▸ **Exercise aim**
Copy exactly, and only, the lines that start at the line containing "Return value like" and end at the last line of the material below.

START Available data

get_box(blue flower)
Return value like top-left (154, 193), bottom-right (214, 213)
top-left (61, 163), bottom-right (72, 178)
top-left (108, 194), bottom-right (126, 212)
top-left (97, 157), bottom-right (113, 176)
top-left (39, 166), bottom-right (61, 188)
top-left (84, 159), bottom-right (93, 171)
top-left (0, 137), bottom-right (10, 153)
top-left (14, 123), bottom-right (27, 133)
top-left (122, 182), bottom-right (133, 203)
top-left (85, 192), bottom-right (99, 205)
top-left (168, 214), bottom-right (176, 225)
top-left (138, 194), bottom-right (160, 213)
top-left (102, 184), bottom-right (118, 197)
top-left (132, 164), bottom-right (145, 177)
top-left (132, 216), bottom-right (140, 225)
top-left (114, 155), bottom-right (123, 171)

END Available data

▸ **Completed exercise**
Return value like top-left (154, 193), bottom-right (214, 213)
top-left (61, 163), bottom-right (72, 178)
top-left (108, 194), bottom-right (126, 212)
top-left (97, 157), bottom-right (113, 176)
top-left (39, 166), bottom-right (61, 188)
top-left (84, 159), bottom-right (93, 171)
top-left (0, 137), bottom-right (10, 153)
top-left (14, 123), bottom-right (27, 133)
top-left (122, 182), bottom-right (133, 203)
top-left (85, 192), bottom-right (99, 205)
top-left (168, 214), bottom-right (176, 225)
top-left (138, 194), bottom-right (160, 213)
top-left (102, 184), bottom-right (118, 197)
top-left (132, 164), bottom-right (145, 177)
top-left (132, 216), bottom-right (140, 225)
top-left (114, 155), bottom-right (123, 171)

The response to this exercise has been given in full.